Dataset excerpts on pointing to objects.
┏━━

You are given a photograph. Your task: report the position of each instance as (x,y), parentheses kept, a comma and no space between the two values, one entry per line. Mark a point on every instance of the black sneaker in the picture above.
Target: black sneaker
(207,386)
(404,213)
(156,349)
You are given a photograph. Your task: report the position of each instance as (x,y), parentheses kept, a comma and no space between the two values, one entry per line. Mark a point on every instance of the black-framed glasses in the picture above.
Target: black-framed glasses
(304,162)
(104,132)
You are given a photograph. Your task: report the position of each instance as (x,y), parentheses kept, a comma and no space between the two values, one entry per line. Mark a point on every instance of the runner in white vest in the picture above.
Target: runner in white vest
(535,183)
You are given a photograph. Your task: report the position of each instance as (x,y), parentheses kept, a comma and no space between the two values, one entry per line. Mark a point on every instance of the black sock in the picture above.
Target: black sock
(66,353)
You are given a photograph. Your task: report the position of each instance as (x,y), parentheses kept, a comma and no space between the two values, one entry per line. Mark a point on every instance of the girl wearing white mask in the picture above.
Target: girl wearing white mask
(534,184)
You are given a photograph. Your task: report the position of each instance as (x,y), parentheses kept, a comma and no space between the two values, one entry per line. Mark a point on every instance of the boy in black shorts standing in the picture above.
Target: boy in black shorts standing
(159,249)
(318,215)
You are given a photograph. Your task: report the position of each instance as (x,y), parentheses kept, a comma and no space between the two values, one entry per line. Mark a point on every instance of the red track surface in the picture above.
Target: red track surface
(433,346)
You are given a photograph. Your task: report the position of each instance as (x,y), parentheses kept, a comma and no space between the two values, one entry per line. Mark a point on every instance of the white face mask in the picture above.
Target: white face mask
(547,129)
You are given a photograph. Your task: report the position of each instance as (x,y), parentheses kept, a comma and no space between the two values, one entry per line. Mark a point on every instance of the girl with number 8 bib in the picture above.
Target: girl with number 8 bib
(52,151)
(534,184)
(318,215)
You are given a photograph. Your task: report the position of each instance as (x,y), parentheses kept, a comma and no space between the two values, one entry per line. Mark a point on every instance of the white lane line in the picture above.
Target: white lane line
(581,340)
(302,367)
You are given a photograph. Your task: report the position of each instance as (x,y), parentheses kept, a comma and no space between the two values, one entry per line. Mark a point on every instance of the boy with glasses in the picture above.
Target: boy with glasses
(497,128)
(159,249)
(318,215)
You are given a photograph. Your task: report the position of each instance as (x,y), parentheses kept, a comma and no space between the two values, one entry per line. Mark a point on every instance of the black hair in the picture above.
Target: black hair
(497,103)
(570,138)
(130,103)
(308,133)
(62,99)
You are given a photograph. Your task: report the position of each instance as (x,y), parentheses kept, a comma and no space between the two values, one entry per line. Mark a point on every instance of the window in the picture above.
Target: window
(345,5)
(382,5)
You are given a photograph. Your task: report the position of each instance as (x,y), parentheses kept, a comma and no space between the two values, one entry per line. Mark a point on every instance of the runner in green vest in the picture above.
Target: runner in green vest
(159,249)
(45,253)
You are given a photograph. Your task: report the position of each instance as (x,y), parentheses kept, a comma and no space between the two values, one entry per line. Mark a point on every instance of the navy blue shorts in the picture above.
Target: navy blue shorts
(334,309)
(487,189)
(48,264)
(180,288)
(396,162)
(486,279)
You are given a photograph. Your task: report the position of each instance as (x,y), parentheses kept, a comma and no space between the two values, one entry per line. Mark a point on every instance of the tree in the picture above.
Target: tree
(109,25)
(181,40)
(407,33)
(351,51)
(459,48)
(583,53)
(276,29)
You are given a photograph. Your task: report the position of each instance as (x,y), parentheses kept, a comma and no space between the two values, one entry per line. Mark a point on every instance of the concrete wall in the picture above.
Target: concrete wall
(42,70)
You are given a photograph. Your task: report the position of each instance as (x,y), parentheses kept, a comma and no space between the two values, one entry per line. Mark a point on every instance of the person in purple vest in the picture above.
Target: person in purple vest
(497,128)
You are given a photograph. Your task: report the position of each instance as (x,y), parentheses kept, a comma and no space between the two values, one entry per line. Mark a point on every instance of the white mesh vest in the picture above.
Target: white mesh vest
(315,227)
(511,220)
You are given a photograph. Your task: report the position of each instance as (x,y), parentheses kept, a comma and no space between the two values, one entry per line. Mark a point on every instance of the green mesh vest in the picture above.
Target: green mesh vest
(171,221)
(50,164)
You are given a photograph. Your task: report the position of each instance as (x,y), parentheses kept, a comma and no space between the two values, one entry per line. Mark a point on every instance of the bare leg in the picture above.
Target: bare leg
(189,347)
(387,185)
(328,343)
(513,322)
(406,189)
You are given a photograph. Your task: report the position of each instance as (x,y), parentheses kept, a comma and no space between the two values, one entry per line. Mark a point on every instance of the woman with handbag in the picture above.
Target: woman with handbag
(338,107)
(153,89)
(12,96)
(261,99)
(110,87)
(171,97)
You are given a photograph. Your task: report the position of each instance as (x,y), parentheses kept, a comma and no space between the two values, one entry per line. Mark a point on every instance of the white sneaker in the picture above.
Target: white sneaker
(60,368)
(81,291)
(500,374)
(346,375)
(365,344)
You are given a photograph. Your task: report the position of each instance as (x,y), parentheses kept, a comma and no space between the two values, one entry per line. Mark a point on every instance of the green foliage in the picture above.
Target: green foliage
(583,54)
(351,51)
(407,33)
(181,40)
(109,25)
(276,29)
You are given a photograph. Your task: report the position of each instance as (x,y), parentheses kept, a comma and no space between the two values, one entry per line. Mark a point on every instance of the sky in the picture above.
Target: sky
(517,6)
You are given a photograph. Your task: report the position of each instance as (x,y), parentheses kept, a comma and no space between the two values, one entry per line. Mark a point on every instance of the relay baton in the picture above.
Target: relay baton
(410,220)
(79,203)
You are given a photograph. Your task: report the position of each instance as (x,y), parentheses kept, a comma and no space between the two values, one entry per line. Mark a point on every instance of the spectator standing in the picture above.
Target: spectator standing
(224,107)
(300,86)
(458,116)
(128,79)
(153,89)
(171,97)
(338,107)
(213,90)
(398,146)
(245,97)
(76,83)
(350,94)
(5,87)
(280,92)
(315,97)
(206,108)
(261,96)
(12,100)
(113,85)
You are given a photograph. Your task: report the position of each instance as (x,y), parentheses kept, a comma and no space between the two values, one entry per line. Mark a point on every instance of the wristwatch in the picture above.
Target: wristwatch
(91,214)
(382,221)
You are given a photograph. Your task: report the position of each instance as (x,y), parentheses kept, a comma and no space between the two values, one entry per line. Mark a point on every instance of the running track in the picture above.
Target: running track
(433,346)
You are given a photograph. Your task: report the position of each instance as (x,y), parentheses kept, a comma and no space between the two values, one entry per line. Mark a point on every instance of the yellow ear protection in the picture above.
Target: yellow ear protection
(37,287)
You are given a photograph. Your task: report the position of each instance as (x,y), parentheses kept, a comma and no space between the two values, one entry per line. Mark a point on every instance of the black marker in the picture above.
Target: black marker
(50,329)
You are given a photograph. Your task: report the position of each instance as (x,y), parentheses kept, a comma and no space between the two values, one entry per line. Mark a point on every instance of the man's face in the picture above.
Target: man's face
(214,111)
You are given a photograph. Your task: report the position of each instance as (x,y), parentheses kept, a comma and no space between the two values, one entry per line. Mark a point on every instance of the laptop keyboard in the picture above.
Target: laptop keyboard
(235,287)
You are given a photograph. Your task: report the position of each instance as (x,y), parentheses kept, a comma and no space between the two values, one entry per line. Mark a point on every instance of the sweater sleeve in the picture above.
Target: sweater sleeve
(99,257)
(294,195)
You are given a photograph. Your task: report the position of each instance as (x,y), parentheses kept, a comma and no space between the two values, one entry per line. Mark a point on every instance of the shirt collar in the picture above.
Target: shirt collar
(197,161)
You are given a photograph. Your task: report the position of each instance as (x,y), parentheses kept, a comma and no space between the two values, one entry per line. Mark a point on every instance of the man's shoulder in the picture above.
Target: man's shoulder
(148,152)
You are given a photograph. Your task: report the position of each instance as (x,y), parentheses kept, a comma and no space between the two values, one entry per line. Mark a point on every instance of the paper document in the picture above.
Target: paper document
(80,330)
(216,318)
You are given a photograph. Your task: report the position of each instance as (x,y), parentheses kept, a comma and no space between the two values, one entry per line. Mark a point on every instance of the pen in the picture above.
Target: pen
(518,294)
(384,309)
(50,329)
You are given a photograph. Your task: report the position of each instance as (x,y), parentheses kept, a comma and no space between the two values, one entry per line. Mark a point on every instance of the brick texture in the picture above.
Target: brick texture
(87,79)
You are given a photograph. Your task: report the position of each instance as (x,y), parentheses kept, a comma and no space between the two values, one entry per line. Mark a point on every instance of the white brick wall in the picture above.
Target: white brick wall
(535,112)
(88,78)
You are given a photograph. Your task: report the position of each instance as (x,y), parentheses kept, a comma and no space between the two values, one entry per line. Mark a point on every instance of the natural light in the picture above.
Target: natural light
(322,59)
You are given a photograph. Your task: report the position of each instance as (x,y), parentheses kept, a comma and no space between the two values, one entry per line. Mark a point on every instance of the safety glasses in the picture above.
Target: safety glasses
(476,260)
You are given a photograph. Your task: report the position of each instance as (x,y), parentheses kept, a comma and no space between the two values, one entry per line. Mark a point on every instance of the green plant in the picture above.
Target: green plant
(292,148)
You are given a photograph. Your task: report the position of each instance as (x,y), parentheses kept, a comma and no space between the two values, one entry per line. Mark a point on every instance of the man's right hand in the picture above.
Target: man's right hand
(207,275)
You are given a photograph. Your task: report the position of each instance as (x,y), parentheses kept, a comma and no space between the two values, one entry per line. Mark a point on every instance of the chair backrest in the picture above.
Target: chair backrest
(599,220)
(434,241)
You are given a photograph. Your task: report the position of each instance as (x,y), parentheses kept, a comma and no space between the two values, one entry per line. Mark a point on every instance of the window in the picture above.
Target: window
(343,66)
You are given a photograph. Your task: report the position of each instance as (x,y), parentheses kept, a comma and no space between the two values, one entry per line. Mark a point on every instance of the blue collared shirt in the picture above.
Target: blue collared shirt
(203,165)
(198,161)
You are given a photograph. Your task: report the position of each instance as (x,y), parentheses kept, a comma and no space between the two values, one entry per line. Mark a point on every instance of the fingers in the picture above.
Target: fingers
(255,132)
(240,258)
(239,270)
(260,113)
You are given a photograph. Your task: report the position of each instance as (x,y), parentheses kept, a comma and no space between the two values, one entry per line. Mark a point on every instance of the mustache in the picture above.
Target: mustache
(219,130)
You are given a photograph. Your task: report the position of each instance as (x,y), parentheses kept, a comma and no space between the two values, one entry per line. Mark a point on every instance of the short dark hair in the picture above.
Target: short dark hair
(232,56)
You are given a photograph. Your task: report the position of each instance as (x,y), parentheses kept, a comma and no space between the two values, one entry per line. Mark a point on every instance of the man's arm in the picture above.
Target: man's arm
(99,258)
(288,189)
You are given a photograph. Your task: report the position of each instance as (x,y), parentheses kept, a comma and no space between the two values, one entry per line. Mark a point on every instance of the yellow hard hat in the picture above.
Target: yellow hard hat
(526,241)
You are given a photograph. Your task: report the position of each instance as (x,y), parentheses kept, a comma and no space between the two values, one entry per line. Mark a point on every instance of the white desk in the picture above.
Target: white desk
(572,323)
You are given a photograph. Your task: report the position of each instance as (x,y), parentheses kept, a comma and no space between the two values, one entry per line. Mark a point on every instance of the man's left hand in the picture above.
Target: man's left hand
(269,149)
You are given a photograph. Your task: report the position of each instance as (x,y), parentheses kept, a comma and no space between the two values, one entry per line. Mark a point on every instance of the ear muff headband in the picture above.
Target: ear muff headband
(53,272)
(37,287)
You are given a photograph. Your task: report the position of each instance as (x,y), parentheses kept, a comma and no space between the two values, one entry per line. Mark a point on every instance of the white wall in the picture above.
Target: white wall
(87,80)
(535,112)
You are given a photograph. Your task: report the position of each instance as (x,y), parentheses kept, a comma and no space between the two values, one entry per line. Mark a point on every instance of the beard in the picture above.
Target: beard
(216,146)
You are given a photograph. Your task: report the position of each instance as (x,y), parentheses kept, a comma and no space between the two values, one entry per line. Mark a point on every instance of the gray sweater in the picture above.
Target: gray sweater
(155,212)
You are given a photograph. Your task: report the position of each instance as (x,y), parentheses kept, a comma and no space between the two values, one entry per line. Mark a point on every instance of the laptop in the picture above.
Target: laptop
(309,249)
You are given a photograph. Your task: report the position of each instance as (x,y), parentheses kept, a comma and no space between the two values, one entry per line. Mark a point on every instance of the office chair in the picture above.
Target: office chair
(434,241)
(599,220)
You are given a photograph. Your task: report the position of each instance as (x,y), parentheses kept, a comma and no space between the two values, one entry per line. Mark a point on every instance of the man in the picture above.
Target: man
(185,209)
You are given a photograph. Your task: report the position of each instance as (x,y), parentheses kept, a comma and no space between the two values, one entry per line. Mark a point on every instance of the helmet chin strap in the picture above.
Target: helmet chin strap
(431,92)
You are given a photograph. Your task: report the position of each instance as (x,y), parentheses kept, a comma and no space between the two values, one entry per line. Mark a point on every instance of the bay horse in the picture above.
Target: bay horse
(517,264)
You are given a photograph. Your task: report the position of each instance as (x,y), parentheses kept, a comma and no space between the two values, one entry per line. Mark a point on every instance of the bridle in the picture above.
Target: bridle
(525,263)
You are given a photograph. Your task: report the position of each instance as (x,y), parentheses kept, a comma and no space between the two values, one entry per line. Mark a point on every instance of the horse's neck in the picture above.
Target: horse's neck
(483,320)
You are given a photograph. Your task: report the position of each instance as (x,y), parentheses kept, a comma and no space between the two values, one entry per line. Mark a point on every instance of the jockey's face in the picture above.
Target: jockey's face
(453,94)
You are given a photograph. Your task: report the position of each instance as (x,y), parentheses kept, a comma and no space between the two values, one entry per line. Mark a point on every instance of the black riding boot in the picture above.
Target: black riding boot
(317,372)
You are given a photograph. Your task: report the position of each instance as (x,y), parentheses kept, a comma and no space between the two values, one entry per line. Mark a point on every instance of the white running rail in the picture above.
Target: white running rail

┗━━

Exercise directions.
Render the lines from the start of the material through the line that contains "Target: black sneaker", inclusive, as a Markdown table with the columns Row and Line. Skip blank lines.

Answer to this exercise.
| Row | Line |
|---|---|
| 1 | You are given a photograph. Your task: report the position of each instance as (x,y), parentheses kept, a comma and no space between the two values, one entry per line. Mark a point on every instance of the black sneaker in the picture above. |
| 2 | Target: black sneaker |